### EXERCISE DETAILS:
Lines of the listing below that contain the string "asphalt" are to be returned.
*****
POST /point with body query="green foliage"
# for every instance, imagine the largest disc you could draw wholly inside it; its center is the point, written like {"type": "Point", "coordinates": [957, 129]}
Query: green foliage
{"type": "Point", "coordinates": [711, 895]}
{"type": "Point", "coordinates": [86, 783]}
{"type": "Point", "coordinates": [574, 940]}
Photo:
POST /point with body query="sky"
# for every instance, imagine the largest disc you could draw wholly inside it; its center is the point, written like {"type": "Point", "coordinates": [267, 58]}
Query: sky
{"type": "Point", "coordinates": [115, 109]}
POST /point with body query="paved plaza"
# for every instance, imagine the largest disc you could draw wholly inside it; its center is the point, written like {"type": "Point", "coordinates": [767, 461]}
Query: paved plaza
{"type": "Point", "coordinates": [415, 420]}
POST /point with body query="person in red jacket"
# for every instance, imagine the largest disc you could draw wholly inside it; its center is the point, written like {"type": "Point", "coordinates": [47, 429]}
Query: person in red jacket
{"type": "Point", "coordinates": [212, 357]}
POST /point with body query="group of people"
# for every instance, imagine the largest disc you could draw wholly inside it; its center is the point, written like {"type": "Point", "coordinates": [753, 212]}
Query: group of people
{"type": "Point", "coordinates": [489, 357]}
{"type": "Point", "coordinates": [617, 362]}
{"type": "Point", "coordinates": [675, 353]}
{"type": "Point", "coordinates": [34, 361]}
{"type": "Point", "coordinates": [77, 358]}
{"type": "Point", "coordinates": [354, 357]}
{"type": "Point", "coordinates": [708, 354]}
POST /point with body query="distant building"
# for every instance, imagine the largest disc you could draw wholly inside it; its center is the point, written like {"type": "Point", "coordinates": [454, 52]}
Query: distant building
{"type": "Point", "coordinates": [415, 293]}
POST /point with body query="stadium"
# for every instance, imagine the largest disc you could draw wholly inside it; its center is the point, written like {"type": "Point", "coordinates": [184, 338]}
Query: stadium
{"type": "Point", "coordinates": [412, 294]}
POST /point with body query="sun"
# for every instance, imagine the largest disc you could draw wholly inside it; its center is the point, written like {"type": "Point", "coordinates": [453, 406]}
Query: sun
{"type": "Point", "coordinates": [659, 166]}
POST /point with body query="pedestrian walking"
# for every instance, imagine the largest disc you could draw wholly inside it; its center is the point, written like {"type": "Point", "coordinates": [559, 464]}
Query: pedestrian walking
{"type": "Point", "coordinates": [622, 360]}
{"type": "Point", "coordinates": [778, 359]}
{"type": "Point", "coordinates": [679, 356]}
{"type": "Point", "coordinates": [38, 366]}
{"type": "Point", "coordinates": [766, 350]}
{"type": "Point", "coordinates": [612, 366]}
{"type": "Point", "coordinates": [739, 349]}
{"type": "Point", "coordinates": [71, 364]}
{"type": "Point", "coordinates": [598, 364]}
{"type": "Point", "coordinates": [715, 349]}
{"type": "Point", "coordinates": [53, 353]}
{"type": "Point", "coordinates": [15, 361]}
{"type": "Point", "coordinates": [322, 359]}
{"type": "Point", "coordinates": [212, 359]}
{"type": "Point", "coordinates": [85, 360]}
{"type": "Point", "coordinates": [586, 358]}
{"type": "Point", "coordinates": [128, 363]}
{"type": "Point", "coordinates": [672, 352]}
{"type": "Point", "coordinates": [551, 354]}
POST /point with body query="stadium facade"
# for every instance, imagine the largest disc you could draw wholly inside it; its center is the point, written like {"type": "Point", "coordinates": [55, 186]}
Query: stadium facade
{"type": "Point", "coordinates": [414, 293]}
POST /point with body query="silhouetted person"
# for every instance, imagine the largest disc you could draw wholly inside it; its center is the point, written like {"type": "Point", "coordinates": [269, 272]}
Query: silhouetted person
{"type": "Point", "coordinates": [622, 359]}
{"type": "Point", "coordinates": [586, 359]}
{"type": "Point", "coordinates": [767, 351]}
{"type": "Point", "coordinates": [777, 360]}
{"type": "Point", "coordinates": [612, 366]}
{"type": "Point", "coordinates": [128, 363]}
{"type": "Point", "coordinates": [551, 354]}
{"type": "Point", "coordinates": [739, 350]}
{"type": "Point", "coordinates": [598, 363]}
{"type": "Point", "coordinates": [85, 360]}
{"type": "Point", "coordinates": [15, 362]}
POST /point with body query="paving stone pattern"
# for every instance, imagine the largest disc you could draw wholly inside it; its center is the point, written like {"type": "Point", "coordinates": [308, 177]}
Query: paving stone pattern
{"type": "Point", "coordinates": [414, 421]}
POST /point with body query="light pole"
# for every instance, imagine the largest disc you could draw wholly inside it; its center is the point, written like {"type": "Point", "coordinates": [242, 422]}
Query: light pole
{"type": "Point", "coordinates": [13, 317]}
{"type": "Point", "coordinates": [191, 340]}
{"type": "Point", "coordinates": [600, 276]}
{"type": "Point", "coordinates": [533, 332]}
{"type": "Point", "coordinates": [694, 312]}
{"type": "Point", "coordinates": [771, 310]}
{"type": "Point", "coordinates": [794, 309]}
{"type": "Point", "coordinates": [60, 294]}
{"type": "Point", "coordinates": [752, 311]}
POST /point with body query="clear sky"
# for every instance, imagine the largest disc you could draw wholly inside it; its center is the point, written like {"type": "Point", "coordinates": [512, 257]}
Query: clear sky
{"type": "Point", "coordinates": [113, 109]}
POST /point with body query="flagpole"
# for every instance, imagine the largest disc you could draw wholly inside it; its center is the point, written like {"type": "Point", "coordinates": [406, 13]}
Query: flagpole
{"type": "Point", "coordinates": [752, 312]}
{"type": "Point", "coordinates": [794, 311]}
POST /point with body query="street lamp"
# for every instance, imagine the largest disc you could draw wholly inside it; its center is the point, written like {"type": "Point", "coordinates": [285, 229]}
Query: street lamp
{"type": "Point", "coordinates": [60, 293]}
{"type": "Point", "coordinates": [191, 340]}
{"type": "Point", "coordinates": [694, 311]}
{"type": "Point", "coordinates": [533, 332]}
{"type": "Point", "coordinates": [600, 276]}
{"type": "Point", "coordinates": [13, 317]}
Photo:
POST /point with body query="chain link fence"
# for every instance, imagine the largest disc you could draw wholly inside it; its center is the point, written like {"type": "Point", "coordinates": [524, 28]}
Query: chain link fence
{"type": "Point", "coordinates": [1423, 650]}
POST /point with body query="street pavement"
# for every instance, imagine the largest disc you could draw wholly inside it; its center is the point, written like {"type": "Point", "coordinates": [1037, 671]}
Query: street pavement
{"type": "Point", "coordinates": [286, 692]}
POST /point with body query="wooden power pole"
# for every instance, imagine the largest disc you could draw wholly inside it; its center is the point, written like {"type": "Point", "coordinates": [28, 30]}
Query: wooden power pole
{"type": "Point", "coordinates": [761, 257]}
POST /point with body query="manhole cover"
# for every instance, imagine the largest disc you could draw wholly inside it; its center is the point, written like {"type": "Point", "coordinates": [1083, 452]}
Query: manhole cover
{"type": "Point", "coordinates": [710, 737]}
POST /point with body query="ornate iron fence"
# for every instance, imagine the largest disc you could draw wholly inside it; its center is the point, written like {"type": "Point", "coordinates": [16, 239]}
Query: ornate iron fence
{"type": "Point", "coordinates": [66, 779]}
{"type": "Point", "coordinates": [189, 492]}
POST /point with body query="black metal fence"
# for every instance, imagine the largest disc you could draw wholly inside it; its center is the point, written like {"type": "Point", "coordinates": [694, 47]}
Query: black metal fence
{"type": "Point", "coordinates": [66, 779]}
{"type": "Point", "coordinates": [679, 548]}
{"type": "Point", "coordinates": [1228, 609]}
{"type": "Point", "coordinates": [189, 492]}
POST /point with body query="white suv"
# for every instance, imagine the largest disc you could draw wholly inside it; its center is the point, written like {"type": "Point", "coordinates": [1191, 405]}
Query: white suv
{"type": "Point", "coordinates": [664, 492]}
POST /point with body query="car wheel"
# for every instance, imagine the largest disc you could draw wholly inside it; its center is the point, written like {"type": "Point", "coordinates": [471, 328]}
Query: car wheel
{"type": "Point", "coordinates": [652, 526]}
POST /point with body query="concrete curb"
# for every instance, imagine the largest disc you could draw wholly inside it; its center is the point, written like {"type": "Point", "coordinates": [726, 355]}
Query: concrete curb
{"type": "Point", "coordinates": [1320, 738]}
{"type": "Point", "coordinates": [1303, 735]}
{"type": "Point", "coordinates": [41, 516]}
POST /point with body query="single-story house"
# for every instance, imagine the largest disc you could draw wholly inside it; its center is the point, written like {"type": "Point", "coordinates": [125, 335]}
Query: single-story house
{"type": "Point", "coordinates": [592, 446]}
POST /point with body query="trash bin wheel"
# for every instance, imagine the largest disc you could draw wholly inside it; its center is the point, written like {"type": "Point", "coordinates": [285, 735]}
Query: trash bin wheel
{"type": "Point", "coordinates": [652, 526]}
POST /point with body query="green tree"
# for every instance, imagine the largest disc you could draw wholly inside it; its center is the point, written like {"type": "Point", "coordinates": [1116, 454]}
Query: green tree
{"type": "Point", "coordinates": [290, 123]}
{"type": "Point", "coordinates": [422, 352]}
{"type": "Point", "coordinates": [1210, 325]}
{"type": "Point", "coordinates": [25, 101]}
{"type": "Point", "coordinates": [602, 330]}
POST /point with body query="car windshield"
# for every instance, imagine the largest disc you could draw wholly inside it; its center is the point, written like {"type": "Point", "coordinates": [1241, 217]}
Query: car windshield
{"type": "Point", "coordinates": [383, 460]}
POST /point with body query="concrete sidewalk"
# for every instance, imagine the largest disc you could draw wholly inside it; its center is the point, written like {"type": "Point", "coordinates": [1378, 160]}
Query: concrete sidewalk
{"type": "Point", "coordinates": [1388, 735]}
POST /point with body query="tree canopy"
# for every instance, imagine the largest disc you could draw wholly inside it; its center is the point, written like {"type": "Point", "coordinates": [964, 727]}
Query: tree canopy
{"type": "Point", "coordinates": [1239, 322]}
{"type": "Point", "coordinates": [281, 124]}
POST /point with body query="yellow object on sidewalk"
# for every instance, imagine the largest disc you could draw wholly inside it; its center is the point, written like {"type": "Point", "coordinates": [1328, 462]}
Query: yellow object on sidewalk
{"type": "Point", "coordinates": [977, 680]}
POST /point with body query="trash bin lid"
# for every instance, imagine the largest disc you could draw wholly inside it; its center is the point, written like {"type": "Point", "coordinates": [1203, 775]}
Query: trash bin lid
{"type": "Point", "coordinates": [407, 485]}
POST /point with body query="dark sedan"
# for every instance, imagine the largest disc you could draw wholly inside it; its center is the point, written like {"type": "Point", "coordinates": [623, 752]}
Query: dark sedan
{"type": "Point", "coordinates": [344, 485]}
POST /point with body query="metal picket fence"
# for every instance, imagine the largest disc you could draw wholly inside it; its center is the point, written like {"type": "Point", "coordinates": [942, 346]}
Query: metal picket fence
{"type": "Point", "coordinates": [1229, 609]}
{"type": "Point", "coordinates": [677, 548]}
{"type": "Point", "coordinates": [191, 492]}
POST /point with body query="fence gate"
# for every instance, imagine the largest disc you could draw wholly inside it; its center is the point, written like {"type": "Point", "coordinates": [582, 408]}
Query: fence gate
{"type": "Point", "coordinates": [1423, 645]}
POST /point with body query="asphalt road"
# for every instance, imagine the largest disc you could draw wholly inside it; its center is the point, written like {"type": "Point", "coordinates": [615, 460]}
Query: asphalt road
*****
### EXERCISE SOLUTION:
POST /point with body query="asphalt road"
Query: asphalt road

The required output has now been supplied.